■ PROBLEM SET ■
a: List every number written in digits in the article about the retiring Rockford pediatrician.
b: Continue the article about the Rockford pediatrician's retirement from where it stops.

:: PAGE TEXT ::

ROCKFORD — Outside of a pastor and a doctor, not many professions allow an individual to become an integral part of a family from the birth of a child to adulthood.
It’s a privilege that William Hutt, a pediatrician at Mercyhealth in Rockford, said he never took for granted in his 38 years of practice.
Thursday, the 71-year-old physician donned a lab coat and stethoscope for the last time as he treated and then invited patients and their families to join him and his family and colleagues at a retirement party at the Mercyhealth Mulford clinic, 5970 Churchview Drive. The well-wishers were treated to a large sheet cake and sugar cookies shaped liked Mickey Mouse, the good doc’s favorite cartoon character.
In addition to the treats, patients were invited into a separate room where a collection of Hutt’s Mickey Mouse memorabilia was on display. Hutt asked the patients to take their favorite item home with them.”
“I hope they take all of it,” he said of the collection of stuffed toys. “I don’t want to have to take all of this home.”
Hutt departed with handshakes, hugs and fond memories.
Before the party and in between patient visits, he reflected on his long career.
“It’s always been very touching for me when people bring their children to me after I’ve been their doctor,” Hutt said. “It’s special when people trust you that much.”

:::
:: SUPPLIED RECORDS ::

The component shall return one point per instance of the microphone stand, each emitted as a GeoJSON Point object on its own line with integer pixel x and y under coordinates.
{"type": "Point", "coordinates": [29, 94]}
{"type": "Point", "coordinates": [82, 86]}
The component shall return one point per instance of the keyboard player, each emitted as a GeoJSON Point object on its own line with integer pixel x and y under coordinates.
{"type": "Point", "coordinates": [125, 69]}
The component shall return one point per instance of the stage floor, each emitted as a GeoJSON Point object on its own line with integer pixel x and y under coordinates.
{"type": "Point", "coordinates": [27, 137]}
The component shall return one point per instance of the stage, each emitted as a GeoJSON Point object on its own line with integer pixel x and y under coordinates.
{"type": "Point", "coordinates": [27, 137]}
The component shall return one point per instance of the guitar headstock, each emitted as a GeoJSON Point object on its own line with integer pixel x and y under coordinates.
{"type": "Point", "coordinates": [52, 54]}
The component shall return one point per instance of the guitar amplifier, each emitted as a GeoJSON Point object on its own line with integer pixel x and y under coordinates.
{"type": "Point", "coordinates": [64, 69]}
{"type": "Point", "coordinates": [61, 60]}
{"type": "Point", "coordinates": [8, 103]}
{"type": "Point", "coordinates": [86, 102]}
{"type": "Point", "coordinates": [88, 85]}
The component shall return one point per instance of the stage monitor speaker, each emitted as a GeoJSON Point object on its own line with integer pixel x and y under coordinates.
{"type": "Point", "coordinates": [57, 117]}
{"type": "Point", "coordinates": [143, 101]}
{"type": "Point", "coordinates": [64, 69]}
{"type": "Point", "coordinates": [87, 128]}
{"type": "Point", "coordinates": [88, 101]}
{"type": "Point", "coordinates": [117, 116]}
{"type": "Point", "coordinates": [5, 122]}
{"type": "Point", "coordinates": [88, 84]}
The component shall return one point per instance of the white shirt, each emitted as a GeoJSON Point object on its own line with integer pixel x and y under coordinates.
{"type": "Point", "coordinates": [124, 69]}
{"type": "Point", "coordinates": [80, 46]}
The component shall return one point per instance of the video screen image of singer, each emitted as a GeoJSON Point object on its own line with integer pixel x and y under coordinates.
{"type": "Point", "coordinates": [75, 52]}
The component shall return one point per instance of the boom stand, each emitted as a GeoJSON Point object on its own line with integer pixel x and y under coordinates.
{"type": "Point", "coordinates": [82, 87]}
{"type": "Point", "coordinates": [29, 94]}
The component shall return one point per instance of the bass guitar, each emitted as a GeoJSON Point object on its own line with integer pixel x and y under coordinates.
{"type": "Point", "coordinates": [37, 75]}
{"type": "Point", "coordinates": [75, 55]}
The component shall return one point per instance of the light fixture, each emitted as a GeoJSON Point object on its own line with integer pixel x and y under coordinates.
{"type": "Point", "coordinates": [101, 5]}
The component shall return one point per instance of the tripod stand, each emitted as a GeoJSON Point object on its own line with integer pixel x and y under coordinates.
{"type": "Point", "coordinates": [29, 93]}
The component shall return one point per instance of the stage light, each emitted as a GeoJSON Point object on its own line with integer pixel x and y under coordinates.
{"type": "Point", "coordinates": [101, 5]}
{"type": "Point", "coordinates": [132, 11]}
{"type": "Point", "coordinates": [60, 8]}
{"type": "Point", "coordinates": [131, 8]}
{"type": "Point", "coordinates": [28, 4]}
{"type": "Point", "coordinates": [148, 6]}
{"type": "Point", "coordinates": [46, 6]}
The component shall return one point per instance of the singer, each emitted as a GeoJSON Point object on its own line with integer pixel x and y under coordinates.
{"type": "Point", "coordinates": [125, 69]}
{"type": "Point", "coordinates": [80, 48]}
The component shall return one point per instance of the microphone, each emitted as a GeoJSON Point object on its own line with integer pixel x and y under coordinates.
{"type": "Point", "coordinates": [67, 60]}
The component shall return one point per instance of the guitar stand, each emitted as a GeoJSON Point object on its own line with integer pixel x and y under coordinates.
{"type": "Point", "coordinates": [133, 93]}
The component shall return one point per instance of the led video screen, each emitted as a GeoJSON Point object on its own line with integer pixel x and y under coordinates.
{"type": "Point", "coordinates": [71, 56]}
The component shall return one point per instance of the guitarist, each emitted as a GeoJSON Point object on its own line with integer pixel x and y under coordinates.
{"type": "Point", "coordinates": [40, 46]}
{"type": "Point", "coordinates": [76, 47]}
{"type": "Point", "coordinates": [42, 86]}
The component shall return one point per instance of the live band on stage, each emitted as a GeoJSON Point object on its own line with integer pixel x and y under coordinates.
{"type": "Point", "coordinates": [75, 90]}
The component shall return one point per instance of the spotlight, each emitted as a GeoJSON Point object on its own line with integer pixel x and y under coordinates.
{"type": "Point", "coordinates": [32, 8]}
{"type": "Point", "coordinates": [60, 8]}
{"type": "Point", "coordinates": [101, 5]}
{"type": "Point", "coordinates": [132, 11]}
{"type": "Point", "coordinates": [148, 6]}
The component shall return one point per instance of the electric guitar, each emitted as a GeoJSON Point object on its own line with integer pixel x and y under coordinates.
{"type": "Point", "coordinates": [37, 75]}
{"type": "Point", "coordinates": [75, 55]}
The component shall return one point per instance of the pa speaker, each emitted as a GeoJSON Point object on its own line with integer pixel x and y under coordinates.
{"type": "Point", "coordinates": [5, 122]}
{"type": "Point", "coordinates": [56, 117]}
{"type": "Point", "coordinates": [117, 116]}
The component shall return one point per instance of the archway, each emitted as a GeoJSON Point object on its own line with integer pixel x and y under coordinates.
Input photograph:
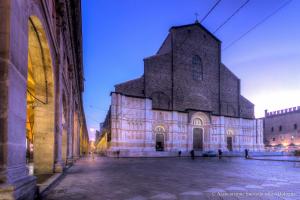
{"type": "Point", "coordinates": [229, 140]}
{"type": "Point", "coordinates": [159, 138]}
{"type": "Point", "coordinates": [40, 100]}
{"type": "Point", "coordinates": [198, 139]}
{"type": "Point", "coordinates": [197, 134]}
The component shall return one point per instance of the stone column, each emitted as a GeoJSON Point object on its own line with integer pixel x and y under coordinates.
{"type": "Point", "coordinates": [149, 146]}
{"type": "Point", "coordinates": [58, 167]}
{"type": "Point", "coordinates": [70, 127]}
{"type": "Point", "coordinates": [14, 180]}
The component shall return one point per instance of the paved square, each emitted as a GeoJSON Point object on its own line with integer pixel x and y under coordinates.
{"type": "Point", "coordinates": [178, 178]}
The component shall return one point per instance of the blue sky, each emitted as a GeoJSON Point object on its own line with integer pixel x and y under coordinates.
{"type": "Point", "coordinates": [118, 34]}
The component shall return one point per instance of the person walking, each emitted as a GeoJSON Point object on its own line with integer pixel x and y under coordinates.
{"type": "Point", "coordinates": [220, 153]}
{"type": "Point", "coordinates": [246, 153]}
{"type": "Point", "coordinates": [193, 154]}
{"type": "Point", "coordinates": [179, 153]}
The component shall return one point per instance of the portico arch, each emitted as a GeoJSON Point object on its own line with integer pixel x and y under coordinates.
{"type": "Point", "coordinates": [159, 138]}
{"type": "Point", "coordinates": [40, 128]}
{"type": "Point", "coordinates": [229, 140]}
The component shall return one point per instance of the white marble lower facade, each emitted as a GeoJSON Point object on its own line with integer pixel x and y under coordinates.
{"type": "Point", "coordinates": [135, 126]}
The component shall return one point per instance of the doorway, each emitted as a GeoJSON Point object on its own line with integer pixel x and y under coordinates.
{"type": "Point", "coordinates": [159, 142]}
{"type": "Point", "coordinates": [229, 143]}
{"type": "Point", "coordinates": [198, 139]}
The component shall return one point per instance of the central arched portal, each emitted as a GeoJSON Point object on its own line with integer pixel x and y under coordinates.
{"type": "Point", "coordinates": [159, 142]}
{"type": "Point", "coordinates": [198, 139]}
{"type": "Point", "coordinates": [159, 138]}
{"type": "Point", "coordinates": [229, 143]}
{"type": "Point", "coordinates": [40, 100]}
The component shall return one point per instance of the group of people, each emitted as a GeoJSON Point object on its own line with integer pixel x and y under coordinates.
{"type": "Point", "coordinates": [220, 153]}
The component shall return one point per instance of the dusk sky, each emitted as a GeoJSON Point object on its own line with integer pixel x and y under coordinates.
{"type": "Point", "coordinates": [118, 34]}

:::

■ ANSWERS FOR EACH ITEM ■
a: 38, 71, 5970

b:
Thursday, Rockford resident Jean Marshall brought her 5-year-old great-grandson, Markhyi Marshall, to the clinic to receive a physical from Hutt, the same doctor who treated her five children and numerous grandchildren and other great-grandchildren.
“He’s patient, loving, caring and you always leave satisfied knowing what to do and how to do it,” she said.
Rockford has many pediatricians, but Marshall said Hutt has always been there for her family.
“I’ve never had to cancel or anything because he was too busy,” she said.
Another great-grandson, Courvoisier Marshall, 19, of Rockford, is one of Hutt’s many former patients. He accompanied his great-grandmother and Markhyi to the clinic.
“He knew when my grades were bad, and he knew when my grades were good,” Courvoisier Marshall said of Hutt. “He is a part of the family as much as anyone.”
Jane Dainty, 27, of Rockford, another multi-generational patient, brought her 4-year-old daughter, India, to wish Hutt well in his retirement.
“We love him. He’s down to earth,” she said.